> [Problem description] Write out the material again exactly, please, and omit the pictures.

▼

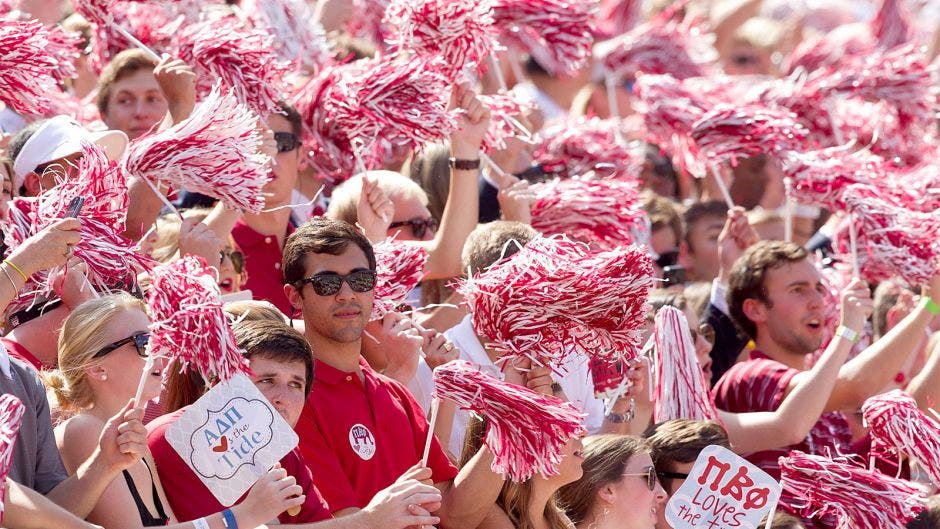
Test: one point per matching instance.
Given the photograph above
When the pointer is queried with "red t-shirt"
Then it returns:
(263, 265)
(760, 384)
(359, 437)
(22, 354)
(191, 499)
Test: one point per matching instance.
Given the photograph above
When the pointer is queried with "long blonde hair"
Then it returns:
(79, 340)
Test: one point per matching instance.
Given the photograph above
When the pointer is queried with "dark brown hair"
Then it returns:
(748, 274)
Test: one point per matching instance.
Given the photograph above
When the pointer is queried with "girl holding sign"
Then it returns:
(101, 342)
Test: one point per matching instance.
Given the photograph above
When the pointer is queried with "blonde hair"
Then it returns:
(345, 197)
(79, 340)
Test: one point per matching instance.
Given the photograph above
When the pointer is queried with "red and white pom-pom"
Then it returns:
(820, 177)
(214, 152)
(896, 237)
(898, 427)
(298, 36)
(459, 31)
(11, 417)
(112, 260)
(187, 322)
(604, 214)
(526, 431)
(857, 497)
(729, 132)
(681, 391)
(399, 267)
(243, 59)
(557, 33)
(554, 298)
(361, 108)
(505, 111)
(661, 46)
(29, 65)
(892, 25)
(596, 146)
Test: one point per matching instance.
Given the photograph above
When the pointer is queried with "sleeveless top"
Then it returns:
(145, 517)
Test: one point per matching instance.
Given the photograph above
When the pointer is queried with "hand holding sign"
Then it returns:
(723, 491)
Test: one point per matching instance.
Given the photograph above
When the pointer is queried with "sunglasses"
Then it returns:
(650, 474)
(286, 141)
(237, 258)
(139, 339)
(329, 284)
(418, 226)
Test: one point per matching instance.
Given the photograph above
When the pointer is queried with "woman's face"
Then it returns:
(121, 367)
(635, 506)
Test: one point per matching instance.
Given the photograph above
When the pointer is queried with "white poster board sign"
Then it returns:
(723, 491)
(230, 437)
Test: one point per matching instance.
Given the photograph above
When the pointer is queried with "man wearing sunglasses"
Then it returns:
(360, 431)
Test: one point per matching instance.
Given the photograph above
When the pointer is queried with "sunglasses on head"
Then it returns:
(329, 284)
(139, 339)
(286, 141)
(649, 474)
(418, 226)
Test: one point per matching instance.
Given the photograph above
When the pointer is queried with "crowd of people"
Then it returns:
(790, 341)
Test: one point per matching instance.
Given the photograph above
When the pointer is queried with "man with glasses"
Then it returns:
(360, 431)
(675, 445)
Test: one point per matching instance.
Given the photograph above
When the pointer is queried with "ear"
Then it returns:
(755, 310)
(294, 297)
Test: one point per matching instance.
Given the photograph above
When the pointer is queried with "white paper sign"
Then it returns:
(723, 490)
(230, 437)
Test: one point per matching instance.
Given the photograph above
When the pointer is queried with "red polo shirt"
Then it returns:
(360, 436)
(189, 497)
(263, 264)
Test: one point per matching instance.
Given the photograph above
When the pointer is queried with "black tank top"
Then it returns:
(145, 517)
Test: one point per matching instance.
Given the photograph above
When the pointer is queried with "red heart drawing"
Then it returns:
(223, 445)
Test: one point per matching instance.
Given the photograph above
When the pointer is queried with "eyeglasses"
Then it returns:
(237, 258)
(329, 284)
(650, 475)
(418, 226)
(286, 141)
(139, 339)
(706, 331)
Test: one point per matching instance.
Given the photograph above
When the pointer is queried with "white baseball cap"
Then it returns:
(59, 137)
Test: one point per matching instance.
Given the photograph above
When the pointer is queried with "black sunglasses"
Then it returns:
(286, 141)
(139, 339)
(650, 475)
(418, 226)
(238, 259)
(329, 284)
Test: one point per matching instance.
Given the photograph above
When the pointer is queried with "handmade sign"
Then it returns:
(230, 437)
(723, 491)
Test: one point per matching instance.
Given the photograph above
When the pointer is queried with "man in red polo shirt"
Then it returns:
(282, 369)
(775, 295)
(361, 430)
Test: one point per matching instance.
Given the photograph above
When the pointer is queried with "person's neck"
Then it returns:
(776, 351)
(272, 223)
(340, 355)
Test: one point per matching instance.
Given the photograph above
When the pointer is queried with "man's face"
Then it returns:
(794, 313)
(282, 383)
(701, 248)
(136, 104)
(340, 317)
(284, 174)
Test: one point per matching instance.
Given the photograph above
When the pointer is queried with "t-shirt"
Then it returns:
(191, 499)
(263, 265)
(36, 461)
(359, 436)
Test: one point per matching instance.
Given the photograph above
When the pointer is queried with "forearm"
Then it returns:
(80, 492)
(474, 491)
(25, 508)
(878, 364)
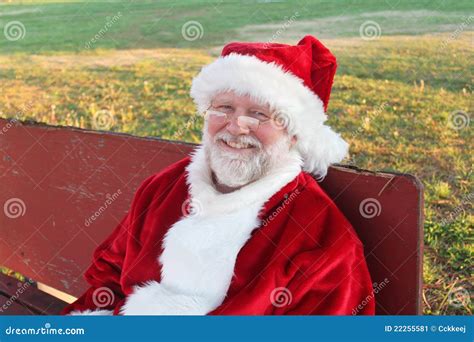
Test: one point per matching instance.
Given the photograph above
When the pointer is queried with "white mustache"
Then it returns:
(242, 139)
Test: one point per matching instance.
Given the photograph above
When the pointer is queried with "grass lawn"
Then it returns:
(400, 99)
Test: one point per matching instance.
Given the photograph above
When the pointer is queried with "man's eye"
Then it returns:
(260, 115)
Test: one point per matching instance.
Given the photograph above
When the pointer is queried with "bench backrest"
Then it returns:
(54, 179)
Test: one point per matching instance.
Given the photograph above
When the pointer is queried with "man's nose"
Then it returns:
(234, 128)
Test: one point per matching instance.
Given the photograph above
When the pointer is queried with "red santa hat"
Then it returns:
(294, 80)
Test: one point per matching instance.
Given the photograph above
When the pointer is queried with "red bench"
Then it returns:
(54, 179)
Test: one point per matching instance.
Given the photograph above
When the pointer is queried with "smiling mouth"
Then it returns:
(236, 146)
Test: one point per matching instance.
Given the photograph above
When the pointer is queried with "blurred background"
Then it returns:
(402, 96)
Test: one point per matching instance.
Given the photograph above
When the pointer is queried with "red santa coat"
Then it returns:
(278, 246)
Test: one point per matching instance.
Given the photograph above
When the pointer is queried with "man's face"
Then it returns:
(237, 151)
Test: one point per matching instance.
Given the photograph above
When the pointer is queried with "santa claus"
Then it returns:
(241, 227)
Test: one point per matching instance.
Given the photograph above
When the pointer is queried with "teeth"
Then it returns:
(237, 145)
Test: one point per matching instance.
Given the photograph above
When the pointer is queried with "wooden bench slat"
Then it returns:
(63, 176)
(25, 294)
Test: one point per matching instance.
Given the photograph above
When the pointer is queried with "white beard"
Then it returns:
(238, 169)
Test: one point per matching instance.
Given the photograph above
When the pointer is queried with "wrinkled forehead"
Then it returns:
(232, 97)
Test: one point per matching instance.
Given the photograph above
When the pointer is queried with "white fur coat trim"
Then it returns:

▲

> [Problem solution]
Test: one point per matching instance.
Given the photograph above
When the pointer is queried with "red t-shirt"
Then it returns:
(263, 265)
(760, 384)
(359, 437)
(22, 354)
(191, 499)
Test: one point per matching instance.
Given the photograph above
When the pointer is queried with "long blonde hair"
Then it returns:
(79, 340)
Test: one point per matching instance.
Given the photograph above
When the pointer is queried with "dark brown hair"
Then it returns:
(748, 274)
Test: one point per matching instance.
Given the photograph above
When the pointer is queried with "girl holding sign"
Then it returns:
(101, 342)
Test: one point per matching instance.
Given the photograph above
When the pointer is queried with "blonde hair"
Then it returns:
(345, 197)
(79, 340)
Test: one point per matching instance.
Given the photograph above
When the pointer is queried with "red and white pom-pom"
Then it returns:
(820, 177)
(214, 152)
(896, 237)
(898, 427)
(298, 36)
(459, 31)
(11, 417)
(112, 260)
(187, 322)
(604, 214)
(526, 431)
(857, 497)
(729, 132)
(681, 391)
(399, 267)
(243, 59)
(557, 33)
(554, 298)
(361, 108)
(505, 111)
(661, 46)
(29, 65)
(892, 25)
(596, 146)
Test: one point per matching instance.
Given the photograph above
When the pointer is queried with "sleeveless top"
Then it returns:
(145, 517)
Test: one point per matching instance.
Given the photograph above
When the pointer is queried with "hand holding sign"
Then it returns:
(723, 491)
Test: one point per matching instance.
Given the photograph above
When the pointer is queried with "sunglasses"
Then it returns:
(650, 474)
(286, 141)
(237, 258)
(139, 339)
(329, 284)
(418, 226)
Test: one point per matching instance.
Given the photograph above
When the pointer is queried with "woman's face"
Then it returns:
(121, 367)
(635, 506)
Test: one point per matching instance.
Given the photograph above
When the pointer is queried with "white poster board sign"
Then it returns:
(723, 491)
(230, 437)
Test: one point per matching instance.
Given the photograph above
When the pointer is queried with "man wearing sunglasses"
Then it returns:
(360, 431)
Test: one point per matching instance.
Given the photograph above
When the pointer is queried with "sunglasses on head"
Then it returns:
(329, 284)
(139, 339)
(286, 141)
(649, 474)
(418, 226)
Test: one point per matching instance.
Given the photograph above
When the pointer is queried with "crowd of people"
Then it returns:
(790, 341)
Test: one point per matching instance.
Given the photograph above
When the pointer is queried with "man with glasses"
Then it returns:
(360, 431)
(675, 445)
Test: one point per matching instance.
Given the photograph above
When the pointer is queried with "ear"
Then it returns:
(755, 310)
(294, 297)
Test: one point per matching instance.
Given the photograph above
When the pointer is queried with "white paper sign"
Then it returns:
(723, 490)
(230, 437)
Test: one point per matching instance.
Given the photograph above
When the pointer is queried with "red polo shirt"
Then it returns:
(360, 436)
(189, 497)
(263, 264)
Test: one point per matching instance.
Given the photograph above
When the pointer is queried with "black tank top"
Then it returns:
(145, 517)
Test: one point per matching instance.
Given the photograph above
When the pointer is queried with "red heart drawing"
Then it returns:
(223, 445)
Test: one point per matching instance.
Given the photograph above
When the pointer is queried with "eyeglasses"
Then it returns:
(237, 258)
(329, 284)
(650, 475)
(418, 226)
(286, 141)
(139, 339)
(706, 331)
Test: one point per matching instance.
Given the photograph above
When the pointer is queried with "white baseball cap"
Then it returns:
(59, 137)
Test: one point per matching instance.
Given the photograph above
When the pointer is queried with "black sunglasses"
Then it returns:
(286, 141)
(139, 339)
(650, 475)
(418, 226)
(238, 259)
(329, 284)
Test: one point per matching instance.
Given the photograph above
When the pointer is queried with "handmade sign"
Then it returns:
(230, 437)
(723, 491)
Test: one point per matching instance.
Given the photograph above
When the pointer is queried with "man in red polo shirt"
Then it returns:
(282, 369)
(775, 295)
(361, 430)
Test: one point per matching instance.
Given the photograph above
When the pointer is queried with "person's neck"
Then it returns:
(776, 351)
(272, 223)
(340, 355)
Test: one point per matching instance.
Given the photograph above
When the pointer is queried with "man's face"
Then it returns:
(794, 313)
(282, 383)
(701, 248)
(136, 104)
(340, 317)
(284, 174)
Test: one point per matching instance.
Given the photograph above
When the pointer is queried with "t-shirt"
Then it returns:
(191, 499)
(263, 265)
(36, 461)
(359, 436)
Test: one point per matching instance.
Given the photograph above
When the pointer is queried with "forearm"
Then it returns:
(80, 492)
(474, 491)
(25, 508)
(878, 364)
Test: one point per matching instance.
Given the photograph above
When the pointer is queried with "white mustache"
Then it returns:
(242, 139)
Test: one point per matching instance.
Given the photograph above
When the pointer is queried with "grass lawn"
Then it returns:
(400, 99)
Test: one point per matching instance.
Given the photograph above
When the pointer is queried with "man's eye"
Then it returns:
(260, 115)
Test: one point per matching instance.
Given the photograph above
When the pointer is queried with "bench backrest"
Then it returns:
(54, 179)
Test: one point per matching instance.
Given the photograph above
When the pointer is queried with "man's nose"
Then it returns:
(234, 128)
Test: one point per matching instance.
Given the photograph above
When the pointer is queried with "red santa hat"
Then it returns:
(294, 80)
Test: one point per matching instance.
Given the photograph above
When the pointer is queried with "red bench"
Then it returns:
(54, 179)
Test: one point per matching instance.
Given the photograph above
When the pointer is queried with "smiling mouth"
Then it returns:
(236, 146)
Test: one point per matching instance.
Given the photograph above
When the pointer is queried with "blurred background"
Then it returns:
(402, 96)
Test: one point per matching instance.
Given the photograph above
When the pointer is queried with "red santa coat"
Then it returns:
(278, 246)
Test: one point per matching instance.
Given the photograph above
When the pointer is queried with "man's face"
Then it returns:
(237, 151)
Test: one point per matching instance.
Given the photograph above
When the pointer is queried with "santa claus"
Then it returns:
(241, 227)
Test: one point per matching instance.
Given the photograph above
When the pointer is queried with "teeth"
Then it returns:
(237, 145)
Test: one point per matching instance.
Given the photograph above
When the pointer is queried with "wooden bench slat"
Then it returns:
(63, 176)
(25, 294)
Test: one point per matching instance.
Given the photograph above
When the pointer is queried with "white beard"
Then it returns:
(238, 169)
Test: one point per matching instance.
Given the photograph above
When the pointer is queried with "wrinkled forehead"
Then it returns:
(232, 97)
Test: one point per matching instance.
Given the photograph above
When the pointer is queried with "white fur coat trim"
Then it returns:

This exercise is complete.